• _TASK TO COMPLETE_: Locate each line in the material below that contains the word "blue" and copy those lines out. Treat uppercase and lowercase as different.
— BEGIN —
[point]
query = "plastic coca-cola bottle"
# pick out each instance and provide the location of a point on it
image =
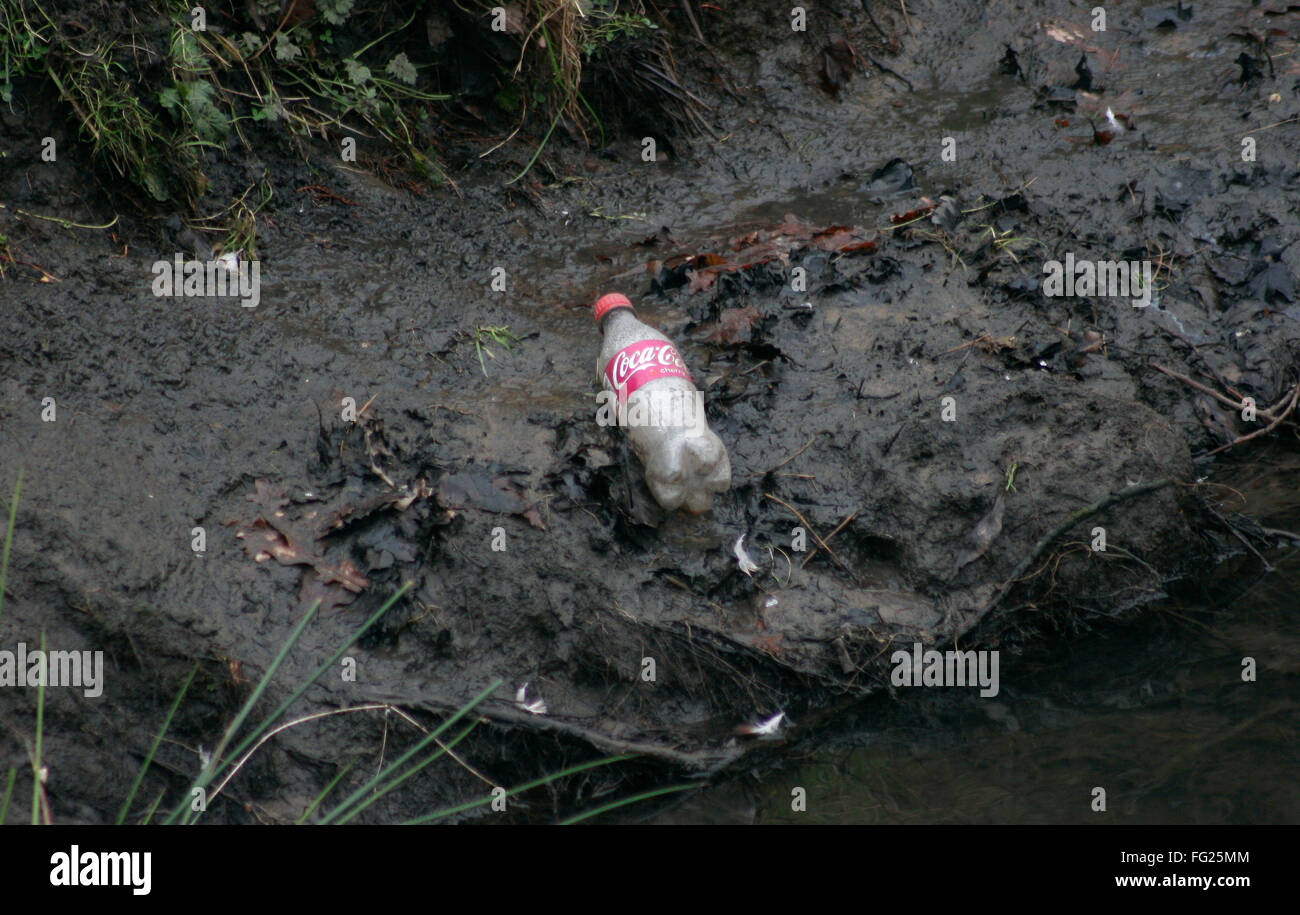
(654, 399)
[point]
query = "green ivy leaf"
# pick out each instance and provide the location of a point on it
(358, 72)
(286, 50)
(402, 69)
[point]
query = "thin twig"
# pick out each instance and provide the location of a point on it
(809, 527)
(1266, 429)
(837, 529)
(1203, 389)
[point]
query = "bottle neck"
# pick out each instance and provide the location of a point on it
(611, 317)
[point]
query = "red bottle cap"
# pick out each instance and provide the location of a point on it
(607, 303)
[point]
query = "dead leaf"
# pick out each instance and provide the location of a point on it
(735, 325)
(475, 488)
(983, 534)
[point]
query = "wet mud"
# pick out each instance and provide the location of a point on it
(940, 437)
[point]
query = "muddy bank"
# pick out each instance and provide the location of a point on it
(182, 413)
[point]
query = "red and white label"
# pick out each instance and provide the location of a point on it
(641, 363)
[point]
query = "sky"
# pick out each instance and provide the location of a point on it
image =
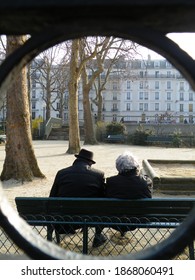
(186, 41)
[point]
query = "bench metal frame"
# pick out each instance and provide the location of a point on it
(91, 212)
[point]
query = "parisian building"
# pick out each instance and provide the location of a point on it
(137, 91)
— END —
— BEGIN —
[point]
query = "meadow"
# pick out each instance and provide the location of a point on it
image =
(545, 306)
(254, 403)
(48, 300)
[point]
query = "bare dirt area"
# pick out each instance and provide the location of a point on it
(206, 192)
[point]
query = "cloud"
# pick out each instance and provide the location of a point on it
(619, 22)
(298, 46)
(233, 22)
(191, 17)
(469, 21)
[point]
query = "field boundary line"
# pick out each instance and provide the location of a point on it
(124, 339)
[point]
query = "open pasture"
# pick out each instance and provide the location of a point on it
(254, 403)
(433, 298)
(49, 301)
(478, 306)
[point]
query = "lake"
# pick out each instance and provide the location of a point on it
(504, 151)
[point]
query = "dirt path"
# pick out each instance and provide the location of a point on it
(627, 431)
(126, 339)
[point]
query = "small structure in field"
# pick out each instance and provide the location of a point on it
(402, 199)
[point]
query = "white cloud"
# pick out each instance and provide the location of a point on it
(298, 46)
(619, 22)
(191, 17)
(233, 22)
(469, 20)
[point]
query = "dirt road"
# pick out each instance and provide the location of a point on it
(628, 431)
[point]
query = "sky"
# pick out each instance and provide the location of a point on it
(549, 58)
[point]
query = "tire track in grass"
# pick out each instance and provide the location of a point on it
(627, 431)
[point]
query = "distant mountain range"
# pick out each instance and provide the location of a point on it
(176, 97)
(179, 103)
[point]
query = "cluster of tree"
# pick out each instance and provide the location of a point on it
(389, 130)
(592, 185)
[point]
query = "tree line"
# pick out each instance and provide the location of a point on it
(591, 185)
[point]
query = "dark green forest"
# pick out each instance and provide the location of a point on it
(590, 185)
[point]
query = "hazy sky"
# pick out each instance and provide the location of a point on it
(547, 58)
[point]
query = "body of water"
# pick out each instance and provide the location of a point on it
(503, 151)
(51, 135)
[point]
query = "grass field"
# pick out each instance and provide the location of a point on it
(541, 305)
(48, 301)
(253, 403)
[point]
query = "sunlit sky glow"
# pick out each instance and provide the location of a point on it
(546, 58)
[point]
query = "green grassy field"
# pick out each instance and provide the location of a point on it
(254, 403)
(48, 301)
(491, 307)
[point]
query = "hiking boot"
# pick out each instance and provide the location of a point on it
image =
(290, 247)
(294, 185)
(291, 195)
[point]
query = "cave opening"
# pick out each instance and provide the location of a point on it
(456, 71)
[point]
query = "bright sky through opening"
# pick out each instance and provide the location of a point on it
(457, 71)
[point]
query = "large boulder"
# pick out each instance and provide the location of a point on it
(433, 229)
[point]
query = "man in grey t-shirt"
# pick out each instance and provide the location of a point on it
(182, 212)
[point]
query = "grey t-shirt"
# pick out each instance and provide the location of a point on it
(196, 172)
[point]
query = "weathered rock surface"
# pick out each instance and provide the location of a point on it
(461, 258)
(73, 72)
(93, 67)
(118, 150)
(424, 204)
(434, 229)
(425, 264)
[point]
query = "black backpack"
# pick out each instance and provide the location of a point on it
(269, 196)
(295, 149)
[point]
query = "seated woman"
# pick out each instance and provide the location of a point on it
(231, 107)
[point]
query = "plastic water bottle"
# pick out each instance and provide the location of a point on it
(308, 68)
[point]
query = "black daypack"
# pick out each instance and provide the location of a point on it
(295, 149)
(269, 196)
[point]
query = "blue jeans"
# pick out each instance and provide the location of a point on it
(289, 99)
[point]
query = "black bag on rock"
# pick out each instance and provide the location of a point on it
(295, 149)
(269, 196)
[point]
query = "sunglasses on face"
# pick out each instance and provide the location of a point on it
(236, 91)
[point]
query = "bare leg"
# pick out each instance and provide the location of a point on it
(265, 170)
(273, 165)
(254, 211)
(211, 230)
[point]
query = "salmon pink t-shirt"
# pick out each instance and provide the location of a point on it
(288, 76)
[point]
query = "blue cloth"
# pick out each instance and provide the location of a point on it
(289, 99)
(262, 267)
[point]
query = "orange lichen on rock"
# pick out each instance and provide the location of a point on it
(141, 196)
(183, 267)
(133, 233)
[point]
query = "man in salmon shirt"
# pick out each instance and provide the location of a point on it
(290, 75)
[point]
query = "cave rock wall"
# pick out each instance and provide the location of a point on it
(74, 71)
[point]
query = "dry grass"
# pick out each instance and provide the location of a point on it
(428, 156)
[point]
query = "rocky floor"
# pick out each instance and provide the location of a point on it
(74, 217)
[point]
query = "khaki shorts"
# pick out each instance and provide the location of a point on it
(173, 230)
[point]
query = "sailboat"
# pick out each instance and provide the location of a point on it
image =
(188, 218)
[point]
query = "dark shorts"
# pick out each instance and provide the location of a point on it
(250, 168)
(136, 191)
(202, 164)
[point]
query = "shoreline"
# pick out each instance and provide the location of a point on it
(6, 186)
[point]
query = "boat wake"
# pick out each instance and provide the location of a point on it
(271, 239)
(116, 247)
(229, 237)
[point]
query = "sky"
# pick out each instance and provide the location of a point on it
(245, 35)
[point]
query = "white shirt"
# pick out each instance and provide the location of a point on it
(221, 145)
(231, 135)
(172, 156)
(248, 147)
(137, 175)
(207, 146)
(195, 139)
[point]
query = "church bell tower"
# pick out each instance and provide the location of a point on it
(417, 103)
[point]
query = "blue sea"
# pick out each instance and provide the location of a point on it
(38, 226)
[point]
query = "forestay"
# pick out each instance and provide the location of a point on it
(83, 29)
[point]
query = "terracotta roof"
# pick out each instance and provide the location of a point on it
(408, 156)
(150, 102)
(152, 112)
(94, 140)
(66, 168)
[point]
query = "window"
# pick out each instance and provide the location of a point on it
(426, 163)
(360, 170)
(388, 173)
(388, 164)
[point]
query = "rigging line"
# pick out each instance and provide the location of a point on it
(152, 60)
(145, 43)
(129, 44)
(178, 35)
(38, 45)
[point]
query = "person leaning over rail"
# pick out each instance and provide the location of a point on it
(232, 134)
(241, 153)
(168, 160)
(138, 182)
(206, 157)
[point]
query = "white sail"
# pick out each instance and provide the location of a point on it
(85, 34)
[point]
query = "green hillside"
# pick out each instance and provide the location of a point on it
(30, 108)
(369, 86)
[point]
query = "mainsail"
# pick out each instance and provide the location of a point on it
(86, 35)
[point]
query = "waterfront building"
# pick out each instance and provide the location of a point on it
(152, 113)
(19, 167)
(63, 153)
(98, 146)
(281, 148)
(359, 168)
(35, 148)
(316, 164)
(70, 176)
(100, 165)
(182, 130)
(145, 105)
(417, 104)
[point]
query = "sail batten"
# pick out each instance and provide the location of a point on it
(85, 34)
— END —
• _WORKED SOLUTION_:
query = "blue jeans"
query = "blue cloth"
query = "blue sea"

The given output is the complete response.